**ENUNCIADO DEL EJERCICIO:** Por favor, reproduce sin cambios todo lo que va desde "Ícaro era el" hasta "vuela a salvo." en el fragmento proporcionado que aparece más abajo.

**FRAGMENTO PROPORCIONADO:**
# # # # # # #
Como estudiante de Medicina muchas veces puedes verte a ti mismo inmerso en una rutina agobiante, una rutina que hace sentirse a uno mismo como ovejas en un redil: levantarse, estudiar, comer, más estudiar y acostarse. Y así día tras día, sobre todo en época de exámenes, pero es bueno poder mirar más allá de eso, salir de la zona de confort de uno mismo y experimentar cuánto vales más allá de lo puramente académico. Para valorar el hecho de experimentar y sacrificar me gustaría empezar hablando desde la mitología griega, concretamente tomando como ejemplo el mito de Ícaro.
Ícaro era el hijo de Dédalo, un inventor fantástico. Ambos se encontraban prisioneros del rey Minos en la isla del Minotauro. Dédalo hizo afán de su habilidad y construyó unas alas utilizando madera de los árboles, las plumas de las aves que sobrevolaban la zona y cera para mantener las plumas juntas. Con estas alas ambos podrían escapar de la isla. Antes de partir, Dédalo le dijo a su hijo: no vueles muy alto o el sol derretirá la cera de tus alas, ni muy bajo o el mar podría derribarte; mantente en el centro, vuela a salvo.
# # # # # # #
**FILAS DE DATOS:**

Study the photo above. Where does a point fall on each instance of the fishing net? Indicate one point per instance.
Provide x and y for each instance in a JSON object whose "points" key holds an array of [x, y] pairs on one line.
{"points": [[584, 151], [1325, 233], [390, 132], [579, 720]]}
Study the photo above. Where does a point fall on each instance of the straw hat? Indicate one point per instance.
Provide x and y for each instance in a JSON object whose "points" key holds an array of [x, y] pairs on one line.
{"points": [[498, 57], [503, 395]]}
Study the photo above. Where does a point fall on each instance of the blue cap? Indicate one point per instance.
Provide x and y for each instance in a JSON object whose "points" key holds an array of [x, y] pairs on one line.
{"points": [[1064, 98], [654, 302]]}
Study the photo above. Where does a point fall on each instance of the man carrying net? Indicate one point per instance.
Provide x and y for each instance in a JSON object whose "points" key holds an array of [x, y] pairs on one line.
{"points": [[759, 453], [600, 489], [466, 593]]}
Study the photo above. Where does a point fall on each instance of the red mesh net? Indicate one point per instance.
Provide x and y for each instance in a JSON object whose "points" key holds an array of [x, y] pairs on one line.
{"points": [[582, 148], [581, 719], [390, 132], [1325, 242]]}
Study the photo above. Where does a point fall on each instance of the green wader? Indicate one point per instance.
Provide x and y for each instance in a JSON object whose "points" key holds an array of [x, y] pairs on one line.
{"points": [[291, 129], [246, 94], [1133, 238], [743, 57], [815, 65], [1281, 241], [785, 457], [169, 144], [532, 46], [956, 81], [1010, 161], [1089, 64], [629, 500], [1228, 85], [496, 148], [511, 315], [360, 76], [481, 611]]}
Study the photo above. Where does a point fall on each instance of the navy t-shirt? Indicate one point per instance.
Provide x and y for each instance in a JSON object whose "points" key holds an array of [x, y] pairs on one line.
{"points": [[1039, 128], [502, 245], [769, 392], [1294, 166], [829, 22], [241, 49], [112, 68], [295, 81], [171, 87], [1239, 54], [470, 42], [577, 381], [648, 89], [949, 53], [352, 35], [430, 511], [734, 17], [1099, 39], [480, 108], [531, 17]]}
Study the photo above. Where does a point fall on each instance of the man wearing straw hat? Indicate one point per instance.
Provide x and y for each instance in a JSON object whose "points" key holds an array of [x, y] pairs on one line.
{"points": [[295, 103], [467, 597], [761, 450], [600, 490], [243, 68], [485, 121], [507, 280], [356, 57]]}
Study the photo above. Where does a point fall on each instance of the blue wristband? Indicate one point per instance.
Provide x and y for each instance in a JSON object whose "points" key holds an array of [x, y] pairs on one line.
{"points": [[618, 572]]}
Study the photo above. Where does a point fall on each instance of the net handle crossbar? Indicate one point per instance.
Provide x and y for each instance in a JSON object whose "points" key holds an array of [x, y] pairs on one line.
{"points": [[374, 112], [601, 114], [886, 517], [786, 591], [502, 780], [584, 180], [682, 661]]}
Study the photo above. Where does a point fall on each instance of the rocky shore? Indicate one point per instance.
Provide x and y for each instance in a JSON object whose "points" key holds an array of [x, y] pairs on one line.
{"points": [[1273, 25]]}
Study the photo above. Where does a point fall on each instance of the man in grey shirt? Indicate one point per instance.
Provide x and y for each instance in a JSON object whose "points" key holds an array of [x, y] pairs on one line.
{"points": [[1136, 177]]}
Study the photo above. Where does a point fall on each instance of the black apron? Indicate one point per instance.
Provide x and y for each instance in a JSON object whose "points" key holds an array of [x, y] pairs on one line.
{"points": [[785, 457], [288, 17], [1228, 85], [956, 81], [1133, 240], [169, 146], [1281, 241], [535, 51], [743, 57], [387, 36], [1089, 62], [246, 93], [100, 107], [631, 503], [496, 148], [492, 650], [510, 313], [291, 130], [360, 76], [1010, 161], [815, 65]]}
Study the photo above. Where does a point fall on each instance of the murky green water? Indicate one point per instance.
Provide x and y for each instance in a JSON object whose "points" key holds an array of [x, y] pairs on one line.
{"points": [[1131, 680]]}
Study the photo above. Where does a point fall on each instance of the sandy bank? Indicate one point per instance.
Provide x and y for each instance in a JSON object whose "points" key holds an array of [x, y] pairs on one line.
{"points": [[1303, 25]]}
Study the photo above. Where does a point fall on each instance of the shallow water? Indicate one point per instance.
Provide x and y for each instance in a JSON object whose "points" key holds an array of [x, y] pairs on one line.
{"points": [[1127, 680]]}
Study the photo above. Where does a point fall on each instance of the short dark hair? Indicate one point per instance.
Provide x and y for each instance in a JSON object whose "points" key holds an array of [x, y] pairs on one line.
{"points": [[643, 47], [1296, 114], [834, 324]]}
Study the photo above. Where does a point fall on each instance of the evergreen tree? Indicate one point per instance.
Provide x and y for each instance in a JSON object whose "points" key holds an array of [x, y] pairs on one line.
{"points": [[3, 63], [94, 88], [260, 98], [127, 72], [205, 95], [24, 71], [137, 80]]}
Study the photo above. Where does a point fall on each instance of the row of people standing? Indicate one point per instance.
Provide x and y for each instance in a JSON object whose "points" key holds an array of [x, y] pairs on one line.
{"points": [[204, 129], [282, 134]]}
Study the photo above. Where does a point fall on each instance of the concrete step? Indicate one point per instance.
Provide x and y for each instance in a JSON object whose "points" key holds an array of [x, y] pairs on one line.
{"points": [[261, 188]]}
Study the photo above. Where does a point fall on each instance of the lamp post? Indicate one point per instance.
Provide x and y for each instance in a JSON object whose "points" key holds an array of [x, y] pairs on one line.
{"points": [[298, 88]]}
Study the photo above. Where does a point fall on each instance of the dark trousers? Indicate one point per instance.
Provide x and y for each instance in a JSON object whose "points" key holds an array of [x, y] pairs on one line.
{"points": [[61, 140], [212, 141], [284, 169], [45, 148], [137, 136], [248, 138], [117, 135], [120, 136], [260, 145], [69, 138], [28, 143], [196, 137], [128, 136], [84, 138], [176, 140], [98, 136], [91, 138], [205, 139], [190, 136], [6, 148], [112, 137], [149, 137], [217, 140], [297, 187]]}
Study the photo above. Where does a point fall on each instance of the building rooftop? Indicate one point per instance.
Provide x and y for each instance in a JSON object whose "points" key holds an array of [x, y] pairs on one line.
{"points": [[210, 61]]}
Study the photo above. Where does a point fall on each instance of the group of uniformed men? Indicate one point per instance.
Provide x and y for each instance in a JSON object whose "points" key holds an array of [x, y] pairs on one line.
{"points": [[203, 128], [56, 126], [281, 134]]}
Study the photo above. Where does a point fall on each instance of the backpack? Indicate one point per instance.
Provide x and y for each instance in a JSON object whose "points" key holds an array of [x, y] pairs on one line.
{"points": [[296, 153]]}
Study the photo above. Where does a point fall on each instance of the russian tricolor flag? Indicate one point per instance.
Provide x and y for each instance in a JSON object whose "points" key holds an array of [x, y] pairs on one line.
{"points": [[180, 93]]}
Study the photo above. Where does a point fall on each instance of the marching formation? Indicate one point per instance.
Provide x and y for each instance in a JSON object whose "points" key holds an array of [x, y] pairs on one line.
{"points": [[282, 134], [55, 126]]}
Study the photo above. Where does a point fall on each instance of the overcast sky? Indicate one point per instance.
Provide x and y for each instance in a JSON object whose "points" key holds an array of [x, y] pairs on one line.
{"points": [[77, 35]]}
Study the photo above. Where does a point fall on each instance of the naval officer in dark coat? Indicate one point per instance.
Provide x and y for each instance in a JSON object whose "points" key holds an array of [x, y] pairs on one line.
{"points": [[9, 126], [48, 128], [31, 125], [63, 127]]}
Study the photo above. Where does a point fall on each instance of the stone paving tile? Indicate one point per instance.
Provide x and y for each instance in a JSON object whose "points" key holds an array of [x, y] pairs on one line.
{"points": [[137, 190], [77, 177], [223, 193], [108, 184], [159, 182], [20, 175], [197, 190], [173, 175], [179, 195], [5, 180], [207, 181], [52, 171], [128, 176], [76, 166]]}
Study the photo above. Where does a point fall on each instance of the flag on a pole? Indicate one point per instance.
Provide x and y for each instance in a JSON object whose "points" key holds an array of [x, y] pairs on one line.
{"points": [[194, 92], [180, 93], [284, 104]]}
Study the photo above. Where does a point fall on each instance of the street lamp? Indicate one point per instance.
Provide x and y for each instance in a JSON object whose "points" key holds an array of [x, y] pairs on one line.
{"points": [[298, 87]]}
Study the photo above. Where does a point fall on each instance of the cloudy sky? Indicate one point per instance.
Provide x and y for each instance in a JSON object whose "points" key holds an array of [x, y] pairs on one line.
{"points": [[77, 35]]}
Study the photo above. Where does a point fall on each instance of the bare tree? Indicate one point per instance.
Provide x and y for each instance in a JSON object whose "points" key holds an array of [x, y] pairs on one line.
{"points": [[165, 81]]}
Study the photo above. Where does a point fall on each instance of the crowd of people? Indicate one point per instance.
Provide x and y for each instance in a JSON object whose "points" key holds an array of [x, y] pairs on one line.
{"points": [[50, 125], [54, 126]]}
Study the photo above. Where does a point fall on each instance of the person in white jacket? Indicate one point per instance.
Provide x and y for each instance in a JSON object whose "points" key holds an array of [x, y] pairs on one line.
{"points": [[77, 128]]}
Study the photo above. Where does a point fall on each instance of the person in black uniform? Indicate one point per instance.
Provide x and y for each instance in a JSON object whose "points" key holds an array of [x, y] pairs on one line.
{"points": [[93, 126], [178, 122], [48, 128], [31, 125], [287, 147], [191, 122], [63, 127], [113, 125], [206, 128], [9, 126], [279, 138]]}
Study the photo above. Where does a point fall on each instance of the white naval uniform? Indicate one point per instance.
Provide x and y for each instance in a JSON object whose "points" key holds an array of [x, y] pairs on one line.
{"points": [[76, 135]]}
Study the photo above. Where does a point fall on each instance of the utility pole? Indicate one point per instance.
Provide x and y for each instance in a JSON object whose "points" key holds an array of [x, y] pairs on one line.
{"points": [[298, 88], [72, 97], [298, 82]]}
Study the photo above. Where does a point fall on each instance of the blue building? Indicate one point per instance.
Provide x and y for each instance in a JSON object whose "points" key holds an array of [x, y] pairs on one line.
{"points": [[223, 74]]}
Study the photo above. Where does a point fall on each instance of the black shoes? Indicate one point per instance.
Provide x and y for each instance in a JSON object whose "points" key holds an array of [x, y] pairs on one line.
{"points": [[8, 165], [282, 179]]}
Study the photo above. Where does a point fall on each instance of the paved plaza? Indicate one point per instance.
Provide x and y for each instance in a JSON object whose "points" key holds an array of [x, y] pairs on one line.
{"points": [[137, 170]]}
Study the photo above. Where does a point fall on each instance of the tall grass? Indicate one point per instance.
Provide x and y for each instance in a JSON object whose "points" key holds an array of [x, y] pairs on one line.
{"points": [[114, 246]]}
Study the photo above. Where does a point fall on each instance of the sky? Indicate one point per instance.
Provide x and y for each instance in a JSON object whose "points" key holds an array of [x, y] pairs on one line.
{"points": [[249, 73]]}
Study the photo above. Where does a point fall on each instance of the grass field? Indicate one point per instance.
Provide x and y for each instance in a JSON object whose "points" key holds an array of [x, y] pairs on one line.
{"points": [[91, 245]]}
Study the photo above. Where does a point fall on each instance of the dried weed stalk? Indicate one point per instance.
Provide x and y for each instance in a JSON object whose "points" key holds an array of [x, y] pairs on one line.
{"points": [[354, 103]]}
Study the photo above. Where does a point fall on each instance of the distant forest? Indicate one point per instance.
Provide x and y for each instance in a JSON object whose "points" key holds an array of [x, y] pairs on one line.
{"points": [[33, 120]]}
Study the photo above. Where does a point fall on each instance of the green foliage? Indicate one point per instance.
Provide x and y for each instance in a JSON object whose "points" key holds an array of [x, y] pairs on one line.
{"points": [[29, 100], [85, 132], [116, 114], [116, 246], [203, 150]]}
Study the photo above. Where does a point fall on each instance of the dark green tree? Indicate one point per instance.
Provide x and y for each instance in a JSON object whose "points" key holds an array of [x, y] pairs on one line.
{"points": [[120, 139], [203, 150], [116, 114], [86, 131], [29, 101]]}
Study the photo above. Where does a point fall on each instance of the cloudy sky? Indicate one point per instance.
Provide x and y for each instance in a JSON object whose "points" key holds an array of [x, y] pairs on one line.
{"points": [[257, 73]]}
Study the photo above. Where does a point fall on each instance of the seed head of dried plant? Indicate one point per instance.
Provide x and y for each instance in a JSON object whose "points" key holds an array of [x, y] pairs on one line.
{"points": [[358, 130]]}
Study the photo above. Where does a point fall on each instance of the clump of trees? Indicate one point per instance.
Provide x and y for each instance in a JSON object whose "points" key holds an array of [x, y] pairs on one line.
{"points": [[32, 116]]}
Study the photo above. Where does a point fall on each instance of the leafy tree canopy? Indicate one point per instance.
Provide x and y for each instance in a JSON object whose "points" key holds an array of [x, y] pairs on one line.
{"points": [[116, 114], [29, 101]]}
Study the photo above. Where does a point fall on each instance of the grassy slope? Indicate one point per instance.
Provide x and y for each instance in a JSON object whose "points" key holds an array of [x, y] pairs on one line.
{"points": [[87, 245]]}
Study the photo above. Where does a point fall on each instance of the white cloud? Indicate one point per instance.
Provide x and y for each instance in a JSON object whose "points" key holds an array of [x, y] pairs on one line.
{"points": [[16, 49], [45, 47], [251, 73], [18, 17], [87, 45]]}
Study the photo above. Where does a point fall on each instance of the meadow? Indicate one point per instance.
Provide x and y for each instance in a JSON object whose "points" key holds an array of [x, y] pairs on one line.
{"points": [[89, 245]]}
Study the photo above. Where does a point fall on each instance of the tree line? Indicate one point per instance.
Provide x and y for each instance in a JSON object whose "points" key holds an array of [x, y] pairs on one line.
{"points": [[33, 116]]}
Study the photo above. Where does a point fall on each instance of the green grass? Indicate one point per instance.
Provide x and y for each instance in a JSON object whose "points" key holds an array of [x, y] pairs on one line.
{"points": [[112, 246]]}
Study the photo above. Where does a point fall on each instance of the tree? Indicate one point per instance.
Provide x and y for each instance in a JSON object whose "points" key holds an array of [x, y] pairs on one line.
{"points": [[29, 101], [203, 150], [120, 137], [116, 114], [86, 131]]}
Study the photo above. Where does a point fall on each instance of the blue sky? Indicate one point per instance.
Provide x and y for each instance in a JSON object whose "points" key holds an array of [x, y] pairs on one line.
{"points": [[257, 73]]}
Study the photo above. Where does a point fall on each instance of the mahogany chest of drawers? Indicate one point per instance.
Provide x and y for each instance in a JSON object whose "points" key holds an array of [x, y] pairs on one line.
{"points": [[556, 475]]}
# # # # # # #
**RESULTADO DE LA TAREA:**
Ícaro era el hijo de Dédalo, un inventor fantástico. Ambos se encontraban prisioneros del rey Minos en la isla del Minotauro. Dédalo hizo afán de su habilidad y construyó unas alas utilizando madera de los árboles, las plumas de las aves que sobrevolaban la zona y cera para mantener las plumas juntas. Con estas alas ambos podrían escapar de la isla. Antes de partir, Dédalo le dijo a su hijo: no vueles muy alto o el sol derretirá la cera de tus alas, ni muy bajo o el mar podría derribarte; mantente en el centro, vuela a salvo.